* _Set problem_: Report every line in the rows below that contains the word "marker". Case counts.

* _Data section_:
+ + + + + + +

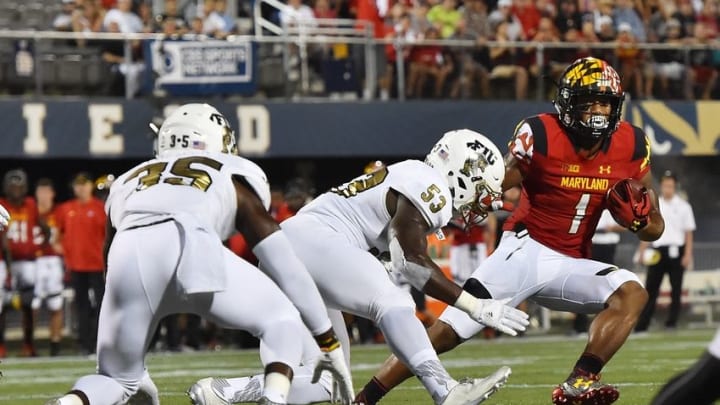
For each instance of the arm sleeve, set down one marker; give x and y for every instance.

+ + + + + + +

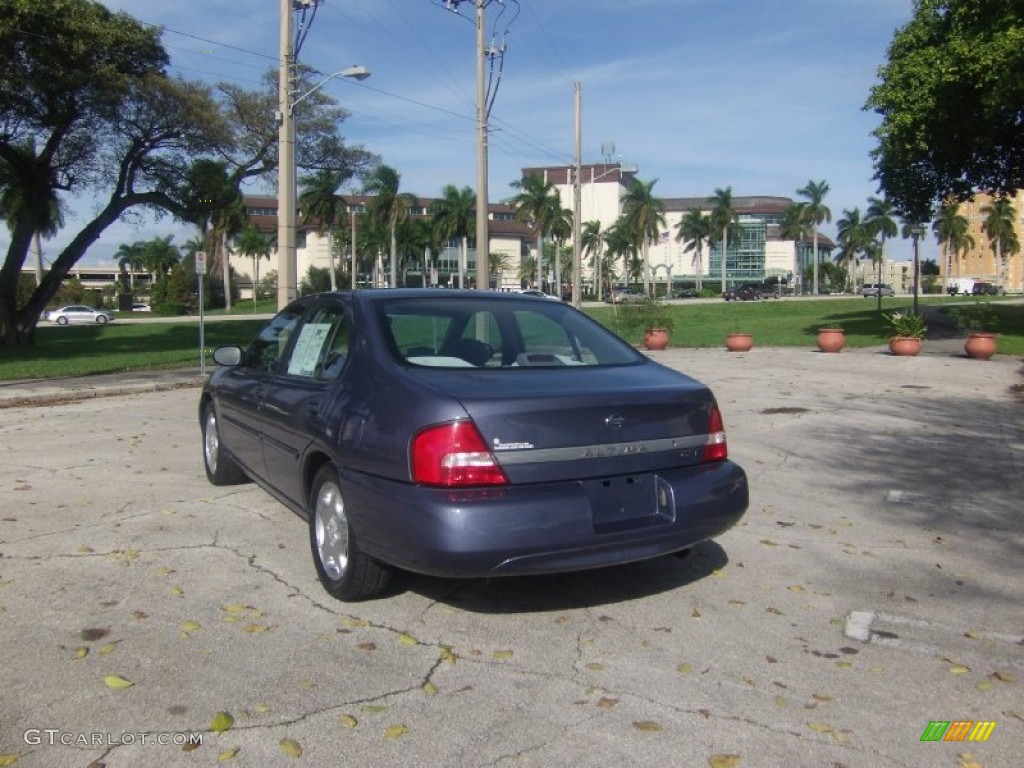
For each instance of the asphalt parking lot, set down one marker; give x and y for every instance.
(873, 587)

+ + + + + + +

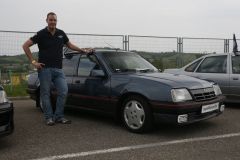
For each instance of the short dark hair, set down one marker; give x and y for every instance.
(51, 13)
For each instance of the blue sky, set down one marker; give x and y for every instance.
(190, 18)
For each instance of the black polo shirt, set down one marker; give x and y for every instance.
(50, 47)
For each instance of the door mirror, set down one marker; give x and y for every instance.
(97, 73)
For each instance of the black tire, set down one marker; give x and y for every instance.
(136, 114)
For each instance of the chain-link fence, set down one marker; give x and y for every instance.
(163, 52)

+ + + + + + +

* _Solution for this exercise_:
For each instance of the arm sleeve, set down one marker; give x and y for every instance.
For each instance of the asphalt parking lot, set down one marker; give x and y for every instance.
For each instance of the short dark hair, set down one marker; give x and y for every instance.
For each instance of the blue sky, set down one marker; give x and y for every instance.
For each instance of the black polo shirt, set down one marker; give x and y for every instance.
For each instance of the door mirror, set down one marker; give x and y for every instance.
For each instance of the black tire, set down one marker; give x and y for every instance.
For each instance of the chain-link fence, set down one marker; give x and y for every instance.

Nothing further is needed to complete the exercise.